--- begin EXTRACTED MATERIAL ---

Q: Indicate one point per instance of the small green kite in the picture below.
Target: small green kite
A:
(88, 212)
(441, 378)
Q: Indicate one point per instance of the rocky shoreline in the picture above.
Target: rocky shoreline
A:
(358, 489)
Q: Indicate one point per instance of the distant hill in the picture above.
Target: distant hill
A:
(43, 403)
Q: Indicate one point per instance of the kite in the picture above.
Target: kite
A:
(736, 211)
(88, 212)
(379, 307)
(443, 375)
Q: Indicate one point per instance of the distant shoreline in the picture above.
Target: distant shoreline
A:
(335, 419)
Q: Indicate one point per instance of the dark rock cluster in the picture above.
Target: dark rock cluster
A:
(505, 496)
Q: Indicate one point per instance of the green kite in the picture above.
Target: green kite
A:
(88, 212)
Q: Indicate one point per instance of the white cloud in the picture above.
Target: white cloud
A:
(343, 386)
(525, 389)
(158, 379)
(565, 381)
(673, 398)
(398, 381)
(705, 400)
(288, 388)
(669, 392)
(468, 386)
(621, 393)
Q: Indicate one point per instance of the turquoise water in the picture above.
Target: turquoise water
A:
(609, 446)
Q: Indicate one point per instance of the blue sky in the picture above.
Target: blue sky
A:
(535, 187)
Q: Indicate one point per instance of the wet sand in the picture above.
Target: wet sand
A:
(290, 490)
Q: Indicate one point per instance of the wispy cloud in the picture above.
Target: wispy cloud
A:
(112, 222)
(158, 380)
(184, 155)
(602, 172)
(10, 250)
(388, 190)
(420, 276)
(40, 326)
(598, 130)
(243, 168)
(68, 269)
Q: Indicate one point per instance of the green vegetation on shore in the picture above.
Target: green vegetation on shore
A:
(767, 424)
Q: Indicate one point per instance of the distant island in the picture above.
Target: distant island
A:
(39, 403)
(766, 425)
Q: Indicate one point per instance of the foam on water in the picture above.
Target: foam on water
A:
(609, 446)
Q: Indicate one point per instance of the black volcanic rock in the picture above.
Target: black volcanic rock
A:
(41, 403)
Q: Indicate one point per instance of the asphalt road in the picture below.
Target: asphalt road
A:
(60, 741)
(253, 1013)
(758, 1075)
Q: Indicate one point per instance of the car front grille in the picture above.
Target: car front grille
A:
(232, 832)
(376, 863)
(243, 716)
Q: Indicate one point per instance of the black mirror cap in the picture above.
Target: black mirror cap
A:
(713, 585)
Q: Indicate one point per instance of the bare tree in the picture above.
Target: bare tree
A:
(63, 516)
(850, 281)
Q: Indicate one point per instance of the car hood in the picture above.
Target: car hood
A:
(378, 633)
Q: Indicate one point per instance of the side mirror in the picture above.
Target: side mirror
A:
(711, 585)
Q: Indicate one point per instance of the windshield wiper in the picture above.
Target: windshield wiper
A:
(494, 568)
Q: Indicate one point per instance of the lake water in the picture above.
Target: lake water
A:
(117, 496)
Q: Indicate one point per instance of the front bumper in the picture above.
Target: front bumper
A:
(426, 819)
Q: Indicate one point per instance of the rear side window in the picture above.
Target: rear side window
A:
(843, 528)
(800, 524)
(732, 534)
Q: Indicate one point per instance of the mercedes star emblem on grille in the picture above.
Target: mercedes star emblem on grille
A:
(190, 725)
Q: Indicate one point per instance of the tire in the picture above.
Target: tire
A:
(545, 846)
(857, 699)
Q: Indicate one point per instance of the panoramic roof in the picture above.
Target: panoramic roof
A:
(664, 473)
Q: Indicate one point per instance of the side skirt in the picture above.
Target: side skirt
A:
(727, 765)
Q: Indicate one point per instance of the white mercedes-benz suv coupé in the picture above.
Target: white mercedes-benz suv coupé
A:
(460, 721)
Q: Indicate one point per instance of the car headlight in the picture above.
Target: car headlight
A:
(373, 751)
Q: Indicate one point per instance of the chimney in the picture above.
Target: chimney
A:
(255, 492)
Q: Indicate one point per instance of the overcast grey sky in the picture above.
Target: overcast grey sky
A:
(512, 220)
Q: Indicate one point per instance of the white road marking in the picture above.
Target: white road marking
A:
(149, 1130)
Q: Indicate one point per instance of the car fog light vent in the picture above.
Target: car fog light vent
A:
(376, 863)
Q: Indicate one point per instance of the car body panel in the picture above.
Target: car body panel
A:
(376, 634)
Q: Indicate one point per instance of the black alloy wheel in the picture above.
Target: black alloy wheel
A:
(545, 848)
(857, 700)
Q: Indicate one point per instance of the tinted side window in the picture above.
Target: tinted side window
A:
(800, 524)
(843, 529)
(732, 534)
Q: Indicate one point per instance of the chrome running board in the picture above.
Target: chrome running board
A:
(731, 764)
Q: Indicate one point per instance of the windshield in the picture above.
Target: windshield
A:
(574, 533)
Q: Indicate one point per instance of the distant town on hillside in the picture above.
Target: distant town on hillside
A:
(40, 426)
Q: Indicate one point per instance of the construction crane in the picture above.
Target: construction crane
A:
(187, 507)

--- end EXTRACTED MATERIAL ---

DIRECTIONS.
Copy out all of the lines above word for word, without changing anything.

RESULT.
Q: Indicate one point per instance of the small green kite in the picture below.
Target: small green kite
A:
(88, 212)
(441, 378)
Q: Indicate one point per instance of the rocky shoreline in the picture above.
Target: rocky shoreline
A:
(358, 489)
Q: Indicate one point per instance of the distant hill in the picture above.
Target: distant hill
A:
(43, 403)
Q: Indicate one point per instance of the kite in the picture above.
Target: kite
A:
(736, 211)
(88, 212)
(379, 307)
(443, 375)
Q: Indicate one point per instance of the distant shoreline in the picture above.
Target: distant shoreline
A:
(335, 419)
Q: Indicate one point per instance of the dark rock cluster in the picture above.
Target: dark rock cluster
A:
(505, 496)
Q: Indicate one point per instance of the green kite in the picture above.
Target: green kite
A:
(88, 212)
Q: Indicate one point per instance of the white cloud in the picture above.
Target: white cloud
A:
(343, 386)
(525, 389)
(158, 379)
(565, 381)
(673, 398)
(398, 381)
(705, 400)
(288, 388)
(669, 392)
(468, 386)
(621, 393)
Q: Indicate one point per instance of the turquoise water in the picture above.
Target: turquoise water
A:
(609, 446)
Q: Indicate one point per instance of the blue sky in the picture above.
Target: blue sky
A:
(535, 187)
Q: Indicate one point per instance of the wet sand in the picture above.
Target: wet sand
A:
(290, 490)
Q: Indicate one point per instance of the wispy cloud in the picture above.
Target: wispy cloud
A:
(112, 222)
(158, 380)
(184, 155)
(602, 172)
(10, 250)
(388, 190)
(420, 276)
(40, 326)
(598, 130)
(243, 168)
(68, 269)
Q: Indicate one point per instance of the green vegetation on shore in the picture above.
Target: green vegetation on shore
A:
(767, 424)
Q: Indicate one point per instance of the distant island in the picture above.
Target: distant island
A:
(39, 403)
(766, 425)
Q: Indicate one point per instance of the foam on water in the picture above.
Target: foam on water
A:
(609, 446)
Q: Indicate one point per instance of the black volcanic rock in the picture above.
Target: black volcanic rock
A:
(41, 403)
Q: Indicate one point per instance of the asphalt road in the picture below.
Target: asphalt road
A:
(60, 741)
(253, 1013)
(758, 1075)
Q: Indicate one point per instance of the car front grille in the picture above.
Target: car front grille
A:
(232, 832)
(376, 863)
(243, 716)
Q: Indicate one point per instance of the black mirror cap in the picture above.
Target: black mirror cap
A:
(713, 585)
Q: Indicate one point per instance of the bare tree in the picture above.
Target: bare tree
A:
(63, 516)
(850, 281)
Q: Indicate one point per instance of the car hood in the picture above.
Target: car hood
A:
(378, 633)
Q: Indicate one point per instance of the side mirror in the picture above.
Target: side mirror
A:
(711, 585)
Q: Indicate one point per instance of the windshield wiper in the picture above.
Target: windshield wiper
A:
(494, 568)
Q: Indicate one point per instance of the lake water in the picture above.
Target: lake water
A:
(117, 496)
Q: Indicate one point per instance of the front bumper in the picture above.
Target: front bumper
A:
(426, 819)
Q: Indicate one point per instance of the rear side window in the picture above.
Target: rear side window
A:
(843, 528)
(800, 524)
(732, 534)
Q: Indicate one point per instance of the mercedes star emblem on grille in the picture above.
Target: mercedes star emblem on grille
A:
(190, 725)
Q: Indicate one point per instance of the tire in the picture above.
Target: tire
A:
(545, 846)
(857, 699)
Q: Indicate one point per instance of the panoramic roof in the picture above.
Target: panoramic roof
A:
(664, 473)
Q: Indicate one point per instance of the side skirt in the picture above.
Target: side skirt
A:
(727, 765)
Q: Indicate one point per instance of the white mercedes-benz suv coupé in the picture above.
Target: white mercedes-benz suv coupé
A:
(460, 721)
Q: Indicate one point per instance of the car headlight in the picture above.
Target: car headlight
A:
(373, 751)
Q: Indicate one point per instance of the chimney in the picture above.
Target: chimney
A:
(255, 492)
Q: Indicate one point per instance of the overcast grey sky in the picture above.
Target: overcast grey sky
A:
(512, 220)
Q: Indicate one point per instance of the white road marking in the picture above.
Target: white road marking
A:
(149, 1130)
Q: Indicate one point per instance of the car fog light vent in the picture above.
Target: car fog light vent
A:
(376, 863)
Q: Indicate one point per instance of the car body panel in the picture above.
Target: car body panel
A:
(376, 634)
Q: Indicate one point per instance of the black alloy wheel in the picture above.
Target: black alloy wheel
A:
(545, 848)
(857, 700)
Q: Indicate one point per instance of the tinted side window in the picture above.
Target: tinted side window
A:
(800, 524)
(843, 529)
(732, 534)
Q: Indicate one point per instance of the chrome running board in the picture above.
Target: chrome running board
A:
(731, 764)
Q: Indicate one point per instance of the windshield in the picture above.
Target: windshield
A:
(574, 533)
Q: Indicate one point per instance of the distant town on hillside in the picture above.
Target: distant town on hillside
A:
(40, 426)
Q: Indicate one point per instance of the construction crane in the picture above.
Target: construction crane
A:
(187, 507)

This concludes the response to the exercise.